## [Texto fornecido]
Sobre a crise penitenciária, um ministro do STF chegou a sugerir, a sério, a legalização das drogas. A dar crédito ao ministro Barroso, então, bandidos de facções rivais só estão se matando dentro das penitenciárias porque a maconha é proibida no Brasil. “Dando certo” com a maconha — seja lá o que isso signifique –, o visionário ministro acha que se deve, também, legalizar a cocaína (!). Tudo, claro, para «quebrar o tráfico». Parece não ocorrer ao senhor ministro a hipótese de o tráfico continuar funcionando a despeito da legalização — como, mutatis mutandis, os cigarros ilegais movimentam bilhões de reais anualmente no país, mesmo não havendo notícia de que o tabaco tenha sido algum dia criminalizado. Igualmente não interessa a Luís Roberto Barroso o singelo fato de a cocaína não ser legalizada em lugar nenhum do mundo; a legislação estrangeira só brilha aos olhos do ministro quando é para introduzir o aborto por vias escusas no país.

No mesmo contexto, um artigo da Carta Capital enumera diversos problemas dos presídios capixabas; curiosamente, é o último artigo do «Justificando» sobre o Espírito Santo, escrito pouco antes da barbárie que tomou conta das ruas do final de semana para cá. Longe do portal pretensamente jurídico, a página inicial da revista ostenta uma chamada dizendo que a culpa da crise é do «ajuste fiscal» do governador pemedebista. Last but not least, o Sakamoto acredita que o problema só se pode resolver com a desmilitarização da polícia, a qual o articulista considera mero «instrumento de uma parcela da sociedade com um grupo de poder econômico para a qual os domínios fora de seu castelo são terra de ninguém».

É preciso muito sangue frio, reconheça-se, para usar o assassinato de noventa capixabas com o fito de atacar o governo do PMDB; do mesmo modo se exige uma dose particularmente refinada de psicopatia para achar que uma rebelião penitenciária (onde os presos estão literalmente arrancando as cabeças dos membros das facções rivais) é uma boa oportunidade para defender a legalização da cocaína. Sob a tagarelice da mídia fica assim diluída a responsabilidade individual, à qual ninguém parece dar grande importância; ao mesmo tempo, pontificando soluções mirabolantes, as pessoas fingem se esquecer de que existe, no âmago de qualquer «crise social», (i) indivíduos humanos que respondem a estímulos e (ii) cujos atos exigem responsabilização.

## [O que fazer]
Copie tal como está o trecho do texto sobre a crise penitenciária que começa nas palavras "É preciso muito" e termina em "atos exigem responsabilização.". Os registros que vêm a seguir são um material separado do texto.

## [Registros exibidos]

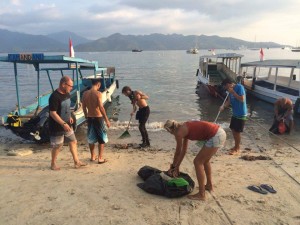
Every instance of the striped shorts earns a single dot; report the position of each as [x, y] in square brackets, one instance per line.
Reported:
[218, 140]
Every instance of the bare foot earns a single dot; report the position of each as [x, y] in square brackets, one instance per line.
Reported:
[196, 197]
[101, 161]
[93, 158]
[54, 167]
[209, 188]
[79, 165]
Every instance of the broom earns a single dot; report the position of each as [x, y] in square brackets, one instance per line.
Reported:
[126, 133]
[200, 143]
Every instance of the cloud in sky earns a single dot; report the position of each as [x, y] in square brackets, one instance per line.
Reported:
[269, 20]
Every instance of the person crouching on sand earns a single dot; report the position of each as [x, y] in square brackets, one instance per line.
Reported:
[214, 137]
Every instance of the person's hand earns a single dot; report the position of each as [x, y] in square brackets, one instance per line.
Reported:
[230, 90]
[66, 127]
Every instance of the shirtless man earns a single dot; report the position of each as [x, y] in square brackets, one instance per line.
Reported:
[139, 99]
[95, 113]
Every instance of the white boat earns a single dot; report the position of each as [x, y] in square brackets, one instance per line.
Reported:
[296, 49]
[192, 51]
[213, 69]
[31, 121]
[271, 79]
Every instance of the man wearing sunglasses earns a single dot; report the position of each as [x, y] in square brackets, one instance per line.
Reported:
[60, 122]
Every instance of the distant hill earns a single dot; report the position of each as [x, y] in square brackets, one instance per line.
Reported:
[64, 36]
[21, 42]
[58, 42]
[119, 42]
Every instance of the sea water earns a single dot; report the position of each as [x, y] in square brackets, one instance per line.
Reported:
[167, 77]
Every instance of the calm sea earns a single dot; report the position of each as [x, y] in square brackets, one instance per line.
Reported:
[167, 77]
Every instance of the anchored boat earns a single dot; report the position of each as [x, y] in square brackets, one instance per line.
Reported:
[31, 122]
[269, 80]
[213, 69]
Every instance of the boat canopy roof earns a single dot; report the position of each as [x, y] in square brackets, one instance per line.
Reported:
[223, 55]
[284, 63]
[40, 58]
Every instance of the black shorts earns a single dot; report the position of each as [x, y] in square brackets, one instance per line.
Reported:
[143, 114]
[237, 124]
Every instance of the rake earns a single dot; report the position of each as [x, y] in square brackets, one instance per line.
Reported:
[126, 133]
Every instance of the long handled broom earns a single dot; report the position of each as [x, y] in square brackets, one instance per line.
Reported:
[126, 133]
[200, 143]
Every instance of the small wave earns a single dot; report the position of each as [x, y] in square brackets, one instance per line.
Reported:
[121, 125]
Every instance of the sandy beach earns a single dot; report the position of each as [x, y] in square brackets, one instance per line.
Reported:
[107, 193]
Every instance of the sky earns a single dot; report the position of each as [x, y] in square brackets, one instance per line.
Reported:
[250, 20]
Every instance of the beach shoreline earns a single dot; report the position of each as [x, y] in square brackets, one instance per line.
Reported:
[107, 193]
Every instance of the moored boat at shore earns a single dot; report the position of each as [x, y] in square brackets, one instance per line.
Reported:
[213, 69]
[272, 79]
[31, 122]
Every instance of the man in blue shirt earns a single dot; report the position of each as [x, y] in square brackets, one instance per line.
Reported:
[237, 99]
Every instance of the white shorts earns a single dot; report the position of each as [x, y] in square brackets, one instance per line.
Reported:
[59, 140]
[218, 140]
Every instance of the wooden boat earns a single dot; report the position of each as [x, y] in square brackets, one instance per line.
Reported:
[31, 122]
[213, 69]
[271, 79]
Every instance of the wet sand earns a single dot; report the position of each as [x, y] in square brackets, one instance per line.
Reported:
[106, 193]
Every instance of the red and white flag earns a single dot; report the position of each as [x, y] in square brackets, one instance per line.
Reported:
[261, 54]
[71, 49]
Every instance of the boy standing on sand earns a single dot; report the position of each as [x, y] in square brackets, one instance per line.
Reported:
[95, 113]
[237, 99]
[139, 99]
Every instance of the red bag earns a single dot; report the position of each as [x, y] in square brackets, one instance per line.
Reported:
[281, 127]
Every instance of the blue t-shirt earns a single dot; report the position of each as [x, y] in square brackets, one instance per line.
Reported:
[239, 109]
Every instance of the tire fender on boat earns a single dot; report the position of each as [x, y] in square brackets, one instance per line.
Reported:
[297, 108]
[108, 96]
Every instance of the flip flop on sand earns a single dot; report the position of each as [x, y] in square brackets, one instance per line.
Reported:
[257, 189]
[79, 165]
[269, 188]
[233, 152]
[104, 161]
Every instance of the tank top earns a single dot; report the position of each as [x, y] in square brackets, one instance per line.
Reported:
[201, 130]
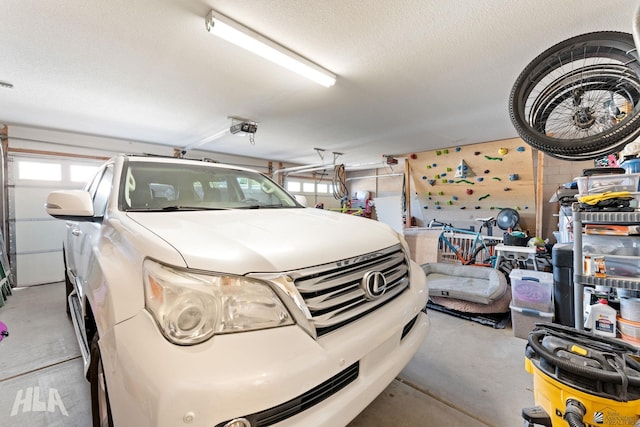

## [Resultado]
É preciso muito sangue frio, reconheça-se, para usar o assassinato de noventa capixabas com o fito de atacar o governo do PMDB; do mesmo modo se exige uma dose particularmente refinada de psicopatia para achar que uma rebelião penitenciária (onde os presos estão literalmente arrancando as cabeças dos membros das facções rivais) é uma boa oportunidade para defender a legalização da cocaína. Sob a tagarelice da mídia fica assim diluída a responsabilidade individual, à qual ninguém parece dar grande importância; ao mesmo tempo, pontificando soluções mirabolantes, as pessoas fingem se esquecer de que existe, no âmago de qualquer «crise social», (i) indivíduos humanos que respondem a estímulos e (ii) cujos atos exigem responsabilização.